[What this task involves] Reproduce the following data verbatim, preserving every line and character without alteration.

━━━━

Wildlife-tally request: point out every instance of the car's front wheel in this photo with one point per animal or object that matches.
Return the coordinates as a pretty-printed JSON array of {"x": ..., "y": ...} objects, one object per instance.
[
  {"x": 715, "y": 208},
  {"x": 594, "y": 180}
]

━━━━

[Response for this exercise]
Wildlife-tally request: point out every instance of the car's front wheel in this photo with one point per animal or object that matches.
Return the coordinates as a pretty-printed JSON array of {"x": ..., "y": ...} objects, one object per instance.
[
  {"x": 715, "y": 208},
  {"x": 594, "y": 180}
]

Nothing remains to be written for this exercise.